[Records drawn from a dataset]
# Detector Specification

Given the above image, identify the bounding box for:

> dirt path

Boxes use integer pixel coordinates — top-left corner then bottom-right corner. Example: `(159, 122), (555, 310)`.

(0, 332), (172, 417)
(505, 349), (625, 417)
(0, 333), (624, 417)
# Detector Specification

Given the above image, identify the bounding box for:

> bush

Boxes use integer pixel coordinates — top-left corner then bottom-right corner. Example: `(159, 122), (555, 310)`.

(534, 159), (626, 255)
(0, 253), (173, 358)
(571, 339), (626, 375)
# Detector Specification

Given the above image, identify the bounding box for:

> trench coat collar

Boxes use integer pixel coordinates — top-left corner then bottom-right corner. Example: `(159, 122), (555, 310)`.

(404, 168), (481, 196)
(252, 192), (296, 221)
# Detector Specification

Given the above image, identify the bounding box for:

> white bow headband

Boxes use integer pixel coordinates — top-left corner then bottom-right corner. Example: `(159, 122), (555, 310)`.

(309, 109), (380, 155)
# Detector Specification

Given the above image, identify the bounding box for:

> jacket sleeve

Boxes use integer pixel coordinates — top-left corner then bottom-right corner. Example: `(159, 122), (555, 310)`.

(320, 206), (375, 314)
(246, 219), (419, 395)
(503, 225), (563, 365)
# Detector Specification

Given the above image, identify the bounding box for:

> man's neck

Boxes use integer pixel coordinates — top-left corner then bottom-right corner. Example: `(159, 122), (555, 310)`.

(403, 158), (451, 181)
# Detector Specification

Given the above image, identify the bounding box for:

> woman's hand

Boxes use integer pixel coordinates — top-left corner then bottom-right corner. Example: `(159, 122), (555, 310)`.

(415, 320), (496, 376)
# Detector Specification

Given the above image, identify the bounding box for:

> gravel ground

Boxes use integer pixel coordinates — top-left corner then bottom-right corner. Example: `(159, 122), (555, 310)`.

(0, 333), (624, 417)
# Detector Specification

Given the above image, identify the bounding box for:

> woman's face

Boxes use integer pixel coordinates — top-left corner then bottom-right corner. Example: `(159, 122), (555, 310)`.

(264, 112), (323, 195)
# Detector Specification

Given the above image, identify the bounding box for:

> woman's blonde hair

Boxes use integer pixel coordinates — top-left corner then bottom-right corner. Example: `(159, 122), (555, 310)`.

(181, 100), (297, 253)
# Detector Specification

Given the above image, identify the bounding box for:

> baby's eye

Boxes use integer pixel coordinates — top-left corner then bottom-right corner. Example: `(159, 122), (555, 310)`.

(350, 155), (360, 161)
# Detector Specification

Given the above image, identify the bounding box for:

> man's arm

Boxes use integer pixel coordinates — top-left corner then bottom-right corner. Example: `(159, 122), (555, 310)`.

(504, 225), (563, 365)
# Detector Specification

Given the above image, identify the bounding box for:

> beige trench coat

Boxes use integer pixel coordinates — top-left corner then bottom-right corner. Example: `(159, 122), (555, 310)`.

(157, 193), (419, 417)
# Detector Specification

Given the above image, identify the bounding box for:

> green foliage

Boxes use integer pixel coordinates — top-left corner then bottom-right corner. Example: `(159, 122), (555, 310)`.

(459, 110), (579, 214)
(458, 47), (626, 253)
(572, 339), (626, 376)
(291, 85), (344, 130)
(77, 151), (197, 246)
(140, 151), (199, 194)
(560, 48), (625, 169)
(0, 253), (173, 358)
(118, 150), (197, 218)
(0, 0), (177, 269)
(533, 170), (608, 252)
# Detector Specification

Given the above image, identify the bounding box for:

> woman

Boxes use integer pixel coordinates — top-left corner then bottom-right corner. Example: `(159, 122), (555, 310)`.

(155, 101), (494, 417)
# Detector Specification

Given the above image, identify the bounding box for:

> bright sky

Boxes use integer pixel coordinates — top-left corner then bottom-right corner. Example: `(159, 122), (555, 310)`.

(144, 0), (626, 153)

▶ _Task statement_
Wherever a line in the data above holds "coat", copy that line.

▶ _Result of this exercise_
> trench coat collar
> beige trench coat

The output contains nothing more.